[WORK TO BE COMPLETED] Reproduce the full listing that follows, matching it exactly.

[INPUT DATA]
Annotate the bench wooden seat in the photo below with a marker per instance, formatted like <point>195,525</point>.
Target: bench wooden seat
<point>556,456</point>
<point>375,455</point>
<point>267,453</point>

[TASK OUTPUT]
Annotate the bench wooden seat in the photo below with a marker per instance, formatted like <point>195,525</point>.
Target: bench wooden seat
<point>556,456</point>
<point>375,455</point>
<point>267,453</point>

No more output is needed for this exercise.